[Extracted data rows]
+++

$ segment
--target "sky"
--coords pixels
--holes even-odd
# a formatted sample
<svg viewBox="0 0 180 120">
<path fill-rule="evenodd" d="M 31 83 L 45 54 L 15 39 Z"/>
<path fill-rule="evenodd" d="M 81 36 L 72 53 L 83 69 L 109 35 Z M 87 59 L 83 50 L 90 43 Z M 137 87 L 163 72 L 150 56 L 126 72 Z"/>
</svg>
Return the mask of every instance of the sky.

+++

Print every row above verbatim, with nothing altered, added, or left out.

$ segment
--target "sky"
--coords pixels
--holes even-odd
# a formatted sample
<svg viewBox="0 0 180 120">
<path fill-rule="evenodd" d="M 31 83 L 45 54 L 15 39 Z"/>
<path fill-rule="evenodd" d="M 81 36 L 72 53 L 83 69 L 109 35 Z M 87 59 L 83 50 L 90 43 Z M 137 87 L 163 72 L 150 56 L 126 72 Z"/>
</svg>
Return the mask of every instance of the sky.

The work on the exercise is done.